— Direction —
Reproduce every one of the items below word for word, changing nothing.

[Stored data entries]
-- Start --

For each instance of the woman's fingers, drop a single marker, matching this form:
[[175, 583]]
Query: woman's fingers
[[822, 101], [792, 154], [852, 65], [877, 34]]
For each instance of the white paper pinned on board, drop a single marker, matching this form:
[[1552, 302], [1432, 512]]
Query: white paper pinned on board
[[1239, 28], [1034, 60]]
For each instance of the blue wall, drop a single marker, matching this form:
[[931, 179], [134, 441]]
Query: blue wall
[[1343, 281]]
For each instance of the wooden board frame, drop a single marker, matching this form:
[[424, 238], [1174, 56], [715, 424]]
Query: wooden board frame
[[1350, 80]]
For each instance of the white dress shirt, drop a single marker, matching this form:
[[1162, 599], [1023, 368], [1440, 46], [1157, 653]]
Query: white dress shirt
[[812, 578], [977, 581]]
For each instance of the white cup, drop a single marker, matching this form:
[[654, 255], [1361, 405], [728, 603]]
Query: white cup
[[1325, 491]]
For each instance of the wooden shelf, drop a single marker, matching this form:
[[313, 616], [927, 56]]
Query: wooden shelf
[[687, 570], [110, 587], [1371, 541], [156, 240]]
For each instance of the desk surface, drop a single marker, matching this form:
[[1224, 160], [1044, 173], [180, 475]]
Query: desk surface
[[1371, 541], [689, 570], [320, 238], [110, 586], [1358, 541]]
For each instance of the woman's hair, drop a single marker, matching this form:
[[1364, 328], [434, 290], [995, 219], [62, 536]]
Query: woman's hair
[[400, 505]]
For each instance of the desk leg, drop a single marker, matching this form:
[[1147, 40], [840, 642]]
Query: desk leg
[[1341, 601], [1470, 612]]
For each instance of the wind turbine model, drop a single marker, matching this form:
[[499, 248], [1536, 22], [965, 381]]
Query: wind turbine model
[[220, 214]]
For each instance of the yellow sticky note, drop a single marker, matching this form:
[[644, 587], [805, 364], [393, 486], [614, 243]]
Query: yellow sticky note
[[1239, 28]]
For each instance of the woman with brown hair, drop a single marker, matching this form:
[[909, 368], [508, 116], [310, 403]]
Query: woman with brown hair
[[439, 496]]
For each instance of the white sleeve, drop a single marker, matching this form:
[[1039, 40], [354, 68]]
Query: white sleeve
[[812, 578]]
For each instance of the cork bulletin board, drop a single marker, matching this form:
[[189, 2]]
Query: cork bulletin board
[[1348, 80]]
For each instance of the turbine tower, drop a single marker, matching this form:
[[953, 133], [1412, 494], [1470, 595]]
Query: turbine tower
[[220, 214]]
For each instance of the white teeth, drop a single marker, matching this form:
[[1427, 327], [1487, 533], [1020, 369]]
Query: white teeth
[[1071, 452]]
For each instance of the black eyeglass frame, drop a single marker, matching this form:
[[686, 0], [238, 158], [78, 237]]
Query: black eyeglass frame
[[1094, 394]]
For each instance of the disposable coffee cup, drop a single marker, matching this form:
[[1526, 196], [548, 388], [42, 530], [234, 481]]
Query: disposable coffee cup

-- End --

— Exercise response —
For each instance of the woman's fingers, drop a single marker, matching this form:
[[175, 583]]
Query: woman's fingers
[[822, 101], [792, 154], [852, 65], [877, 34]]
For each instance of the white paper pinned on board, drop a single marker, matching this form:
[[1552, 302], [1432, 512]]
Query: white paper pinned on board
[[1239, 28], [1034, 60]]
For each instance of the blue wall, drop a single marker, matching this form:
[[931, 179], [134, 441]]
Query: blue wall
[[1343, 281]]
For each instance of the wooden board frame, drop a single marker, matching this form:
[[424, 238], [1174, 56], [715, 424]]
Query: wooden board frame
[[1350, 80]]
For each instance of the white dress shirt, drop a single marker, matching this form:
[[1162, 599], [1023, 368], [1440, 46], [1157, 653]]
Query: white dress shirt
[[812, 578], [977, 581]]
For each instance of the white cup, drop a single marker, matching this form:
[[654, 255], [1361, 405], [728, 603]]
Query: white cup
[[1325, 491]]
For each instance of the wooden shelf, drop a single marker, matching this form:
[[313, 616], [927, 56]]
Query: wooden shelf
[[687, 570], [110, 587], [1371, 541], [156, 240]]
For each instance of the desk surface, drop a single marker, matching this form:
[[1224, 160], [1044, 173], [180, 475]]
Query: desk surface
[[1371, 541], [689, 570], [320, 238], [110, 586], [1358, 541]]
For each instance of the woman's hair, drop a single marker, matching this form:
[[1364, 328], [434, 290], [995, 219], [62, 536]]
Query: woman's hair
[[400, 505]]
For each instance of the desk leg, drop a single marker, matching this form:
[[1147, 40], [840, 642]]
Query: desk leg
[[1341, 601], [1470, 612]]
For each instance of the wind turbine model, drop a single marker, matching this form:
[[499, 248], [1536, 22], [965, 381]]
Query: wind turbine model
[[220, 214]]
For each instance of the yellow sticky note, drop a single marker, matching this form:
[[644, 587], [805, 364], [393, 486], [614, 243]]
Query: yellow sticky note
[[1239, 28]]
For each instance of the woman with brown hair, drop a single marker, matching this form:
[[909, 368], [508, 116], [310, 403]]
Query: woman with brown hair
[[439, 496]]
For each instance of the white sleeve, drop a single marker, matching this form:
[[1039, 40], [354, 68]]
Query: white sleeve
[[812, 578]]
For each instance of the cork bulletin board, drop a single marker, matching this form:
[[189, 2]]
Query: cork bulletin board
[[1348, 80]]
For each instance of the turbine tower, drop a single marker, matching this form:
[[953, 133], [1412, 494], [1470, 595]]
Query: turbine tower
[[220, 214]]
For each instance of the white teeth, drop a single marker, matching this form:
[[1427, 327], [1487, 533], [1020, 369]]
Query: white teeth
[[1071, 452]]
For each instance of the black eyeglass frame, drop a single marker, matching this form:
[[686, 0], [238, 158], [78, 237]]
Query: black eyeglass frame
[[1094, 394]]
For each instance of the disposable coffee cup, drop a single marker, matching this form:
[[1526, 196], [548, 388], [42, 530], [234, 481]]
Query: disposable coffee cup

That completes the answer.